* **Instruction**
Can you repeat the spring break trip post word for word, from "Last night was" up to and including "Austin Experimental Forest."?

Thursday, March 20, 2014

NUCFAC PLT Greenschools! Y-LINC Spring Break 2014 - Day Three

Last night was our last night at Stubblefield Lake Recreation Area, so this morning our young leaders packed up their tents and picked up all the detritus of two nights spent under the stars before heading off to their first destination, the East Texas Plant Materials Center in the Stephen F. Austin Experimental Forest.


The Natural Resource Conservation Service maintains several Plant Materials Centers throughout the country, for the purposes of developing new solutions to conservation problems with native plants, according to Assistant Manager Melinda Brakie. She said that the ETPMC can take a handful of seeds harvested from the wild and develop a new release of a native plant that can resist drought or invasion by non-native plants. Plant Materials Centers like ETPMC release these new strains to commercial seed developers and non-profit groups, helping to improve agricultural yields, restore native prairies and much more.

Melinda showed us the ETPMC's interesting method of treating their wastewater: specially engineered beds of water-loving plants that soak up effluent and clean the water again, without a single moving part or artificial chemical. She also gave us a tour of the seed lab, where seeds are analyzed and germinated, as well as their seed sorting machine that uses air a specialized sieves to separate the seed for the chaff. The PLT Greenschools! certified students got to see the planted that they had planted in the Winter Break Y-LINC trip earlier this year, thus creating a photo-op for SFA High mascot Stevie.


Stephen F. Austin High School mascot Stevie with a tray of plants that the YLINC
campers planted in the Winter Break Y-LINC earlier this year. They have
obviously been in the good hands of the ETPMC staff!


We then traveled to Stephen F. Austin Sate University, where one of our long-time Amigos del Bosque partner Andre Saenz is currently in his introductory courses at the Arthur Temple College of Forestry and Agriculture (ATCOFA). He is pursuing a degree in Wildlife Management, and we are very proud of him.

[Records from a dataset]
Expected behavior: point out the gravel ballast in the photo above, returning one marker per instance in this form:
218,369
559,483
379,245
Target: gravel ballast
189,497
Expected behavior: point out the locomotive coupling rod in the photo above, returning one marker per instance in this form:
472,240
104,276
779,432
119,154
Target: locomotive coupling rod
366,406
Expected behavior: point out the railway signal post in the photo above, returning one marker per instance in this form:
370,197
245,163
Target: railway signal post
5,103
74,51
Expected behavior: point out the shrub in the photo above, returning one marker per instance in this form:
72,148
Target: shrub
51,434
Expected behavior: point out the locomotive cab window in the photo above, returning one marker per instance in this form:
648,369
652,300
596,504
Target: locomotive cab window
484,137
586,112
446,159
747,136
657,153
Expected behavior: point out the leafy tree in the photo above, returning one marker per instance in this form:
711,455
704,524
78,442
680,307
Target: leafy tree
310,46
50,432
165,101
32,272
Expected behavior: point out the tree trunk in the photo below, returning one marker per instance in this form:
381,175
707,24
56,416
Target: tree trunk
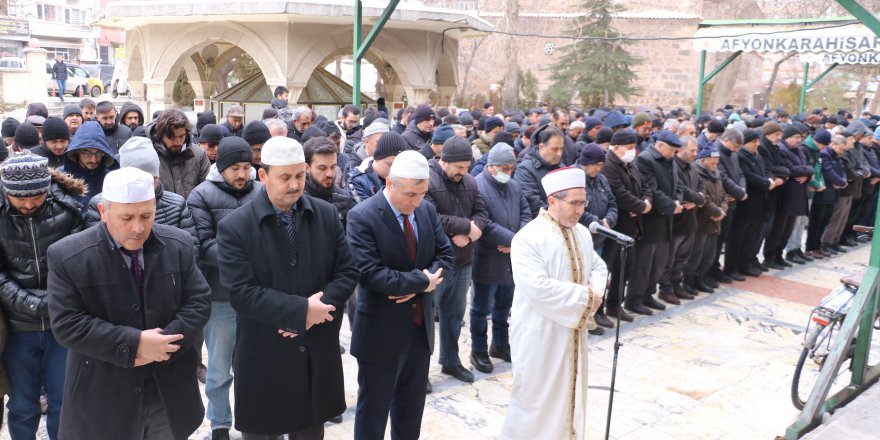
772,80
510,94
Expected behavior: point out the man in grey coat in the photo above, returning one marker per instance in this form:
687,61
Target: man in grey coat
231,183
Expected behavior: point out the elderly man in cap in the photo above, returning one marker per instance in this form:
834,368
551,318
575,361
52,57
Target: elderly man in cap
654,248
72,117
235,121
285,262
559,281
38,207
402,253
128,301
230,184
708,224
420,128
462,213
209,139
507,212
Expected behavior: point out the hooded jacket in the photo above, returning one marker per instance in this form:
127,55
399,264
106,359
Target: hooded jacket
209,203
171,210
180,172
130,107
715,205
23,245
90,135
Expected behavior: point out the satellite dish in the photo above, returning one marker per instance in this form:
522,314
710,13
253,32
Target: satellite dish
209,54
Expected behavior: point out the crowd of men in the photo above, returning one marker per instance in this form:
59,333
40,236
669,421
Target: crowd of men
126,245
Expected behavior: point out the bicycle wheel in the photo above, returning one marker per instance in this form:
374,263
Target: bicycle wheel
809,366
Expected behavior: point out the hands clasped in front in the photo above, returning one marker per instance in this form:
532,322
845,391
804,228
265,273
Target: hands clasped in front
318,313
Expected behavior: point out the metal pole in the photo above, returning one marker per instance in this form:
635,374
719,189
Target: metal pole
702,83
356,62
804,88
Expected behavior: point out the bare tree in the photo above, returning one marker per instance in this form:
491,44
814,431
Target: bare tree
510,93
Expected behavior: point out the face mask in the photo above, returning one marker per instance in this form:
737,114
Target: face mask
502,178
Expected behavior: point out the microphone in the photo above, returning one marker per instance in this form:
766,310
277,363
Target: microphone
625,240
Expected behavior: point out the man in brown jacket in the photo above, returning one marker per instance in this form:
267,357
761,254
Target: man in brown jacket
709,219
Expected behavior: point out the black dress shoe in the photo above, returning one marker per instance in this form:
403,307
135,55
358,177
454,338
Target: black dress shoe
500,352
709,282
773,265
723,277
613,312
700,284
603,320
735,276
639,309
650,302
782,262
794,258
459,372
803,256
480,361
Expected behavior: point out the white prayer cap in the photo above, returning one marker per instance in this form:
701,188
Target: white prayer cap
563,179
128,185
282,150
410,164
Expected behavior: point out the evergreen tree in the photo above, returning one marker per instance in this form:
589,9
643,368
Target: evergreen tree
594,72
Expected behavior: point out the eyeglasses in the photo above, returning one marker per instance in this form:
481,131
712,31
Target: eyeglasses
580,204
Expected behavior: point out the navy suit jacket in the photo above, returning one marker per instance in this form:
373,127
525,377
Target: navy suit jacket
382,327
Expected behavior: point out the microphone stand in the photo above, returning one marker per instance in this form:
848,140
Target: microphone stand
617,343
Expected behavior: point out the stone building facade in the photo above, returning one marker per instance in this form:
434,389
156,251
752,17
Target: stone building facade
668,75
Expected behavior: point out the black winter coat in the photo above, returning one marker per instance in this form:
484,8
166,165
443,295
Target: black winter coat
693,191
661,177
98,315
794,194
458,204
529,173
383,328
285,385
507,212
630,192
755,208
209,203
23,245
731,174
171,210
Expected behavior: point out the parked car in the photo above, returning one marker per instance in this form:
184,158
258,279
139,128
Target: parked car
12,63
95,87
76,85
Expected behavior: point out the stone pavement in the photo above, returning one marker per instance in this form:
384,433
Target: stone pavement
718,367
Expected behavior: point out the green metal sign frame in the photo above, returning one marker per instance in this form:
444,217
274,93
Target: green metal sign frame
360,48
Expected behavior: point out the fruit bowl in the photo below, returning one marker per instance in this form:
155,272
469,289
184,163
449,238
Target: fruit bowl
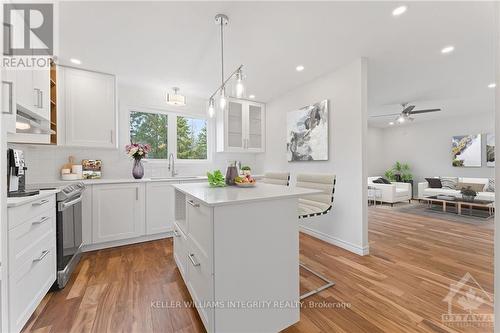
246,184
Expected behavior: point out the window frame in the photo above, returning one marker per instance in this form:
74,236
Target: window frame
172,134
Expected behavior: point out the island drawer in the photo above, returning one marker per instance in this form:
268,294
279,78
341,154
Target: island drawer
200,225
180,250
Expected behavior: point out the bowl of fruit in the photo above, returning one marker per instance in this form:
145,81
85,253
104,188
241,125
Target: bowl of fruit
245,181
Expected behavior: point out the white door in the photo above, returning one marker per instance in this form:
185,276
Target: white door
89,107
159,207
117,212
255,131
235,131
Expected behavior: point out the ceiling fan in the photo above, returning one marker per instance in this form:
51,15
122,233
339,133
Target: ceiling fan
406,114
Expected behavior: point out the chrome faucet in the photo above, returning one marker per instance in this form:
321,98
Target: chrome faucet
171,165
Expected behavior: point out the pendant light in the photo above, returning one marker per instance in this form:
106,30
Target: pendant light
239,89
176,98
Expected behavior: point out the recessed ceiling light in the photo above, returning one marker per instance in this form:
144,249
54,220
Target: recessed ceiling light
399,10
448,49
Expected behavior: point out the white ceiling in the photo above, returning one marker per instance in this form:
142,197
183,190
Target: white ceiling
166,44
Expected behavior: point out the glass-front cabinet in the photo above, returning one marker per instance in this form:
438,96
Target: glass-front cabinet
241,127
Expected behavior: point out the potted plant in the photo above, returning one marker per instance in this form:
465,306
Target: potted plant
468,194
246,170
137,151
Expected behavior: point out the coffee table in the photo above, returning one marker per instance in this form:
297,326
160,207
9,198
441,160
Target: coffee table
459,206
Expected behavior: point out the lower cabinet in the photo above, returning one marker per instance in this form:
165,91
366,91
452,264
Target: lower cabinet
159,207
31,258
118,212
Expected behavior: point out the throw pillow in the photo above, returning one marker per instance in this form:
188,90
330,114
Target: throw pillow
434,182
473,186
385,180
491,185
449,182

--

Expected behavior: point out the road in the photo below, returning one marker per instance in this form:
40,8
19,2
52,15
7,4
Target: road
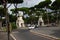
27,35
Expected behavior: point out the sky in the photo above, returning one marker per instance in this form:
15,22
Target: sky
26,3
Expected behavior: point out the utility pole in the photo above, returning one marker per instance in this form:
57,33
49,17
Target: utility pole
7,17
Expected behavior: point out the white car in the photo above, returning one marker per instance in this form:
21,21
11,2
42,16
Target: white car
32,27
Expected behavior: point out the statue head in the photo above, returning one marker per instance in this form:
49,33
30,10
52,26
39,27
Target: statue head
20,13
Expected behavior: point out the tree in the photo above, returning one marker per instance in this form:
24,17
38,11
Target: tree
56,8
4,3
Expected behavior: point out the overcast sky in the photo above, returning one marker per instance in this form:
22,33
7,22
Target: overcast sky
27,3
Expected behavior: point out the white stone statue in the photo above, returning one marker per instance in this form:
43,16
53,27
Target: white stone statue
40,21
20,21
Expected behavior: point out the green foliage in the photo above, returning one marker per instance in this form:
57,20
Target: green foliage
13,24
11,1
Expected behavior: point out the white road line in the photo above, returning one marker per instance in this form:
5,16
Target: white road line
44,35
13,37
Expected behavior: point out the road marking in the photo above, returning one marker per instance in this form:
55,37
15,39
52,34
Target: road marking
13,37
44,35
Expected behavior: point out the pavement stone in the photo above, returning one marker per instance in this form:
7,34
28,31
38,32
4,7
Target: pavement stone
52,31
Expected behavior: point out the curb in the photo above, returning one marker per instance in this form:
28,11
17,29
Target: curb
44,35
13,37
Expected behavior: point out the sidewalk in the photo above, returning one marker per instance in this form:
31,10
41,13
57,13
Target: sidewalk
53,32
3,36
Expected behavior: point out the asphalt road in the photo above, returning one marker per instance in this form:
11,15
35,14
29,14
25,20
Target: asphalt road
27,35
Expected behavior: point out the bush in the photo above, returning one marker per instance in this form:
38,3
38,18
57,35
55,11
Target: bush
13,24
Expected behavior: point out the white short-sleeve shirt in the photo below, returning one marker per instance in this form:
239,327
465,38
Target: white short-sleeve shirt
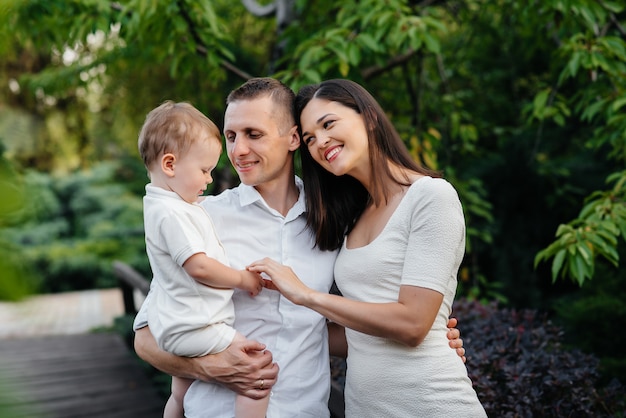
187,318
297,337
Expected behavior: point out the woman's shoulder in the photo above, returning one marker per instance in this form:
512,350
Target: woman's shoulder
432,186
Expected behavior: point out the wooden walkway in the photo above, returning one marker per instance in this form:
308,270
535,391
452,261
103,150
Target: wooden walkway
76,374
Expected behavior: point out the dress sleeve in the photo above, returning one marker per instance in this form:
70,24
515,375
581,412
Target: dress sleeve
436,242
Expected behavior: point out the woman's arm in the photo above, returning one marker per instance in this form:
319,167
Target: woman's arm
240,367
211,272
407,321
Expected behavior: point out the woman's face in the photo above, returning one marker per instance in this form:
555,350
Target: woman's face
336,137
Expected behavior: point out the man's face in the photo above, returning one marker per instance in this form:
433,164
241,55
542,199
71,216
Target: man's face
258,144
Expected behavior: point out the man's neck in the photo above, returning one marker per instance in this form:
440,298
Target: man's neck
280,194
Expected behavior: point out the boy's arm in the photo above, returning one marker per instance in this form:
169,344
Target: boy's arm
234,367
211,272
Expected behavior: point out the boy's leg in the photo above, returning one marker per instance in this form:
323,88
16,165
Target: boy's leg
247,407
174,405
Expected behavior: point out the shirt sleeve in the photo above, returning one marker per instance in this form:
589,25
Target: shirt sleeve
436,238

* **Task result**
Last night was our last night at Stubblefield Lake Recreation Area, so this morning our young leaders packed up their tents and picked up all the detritus of two nights spent under the stars before heading off to their first destination, the East Texas Plant Materials Center in the Stephen F. Austin Experimental Forest.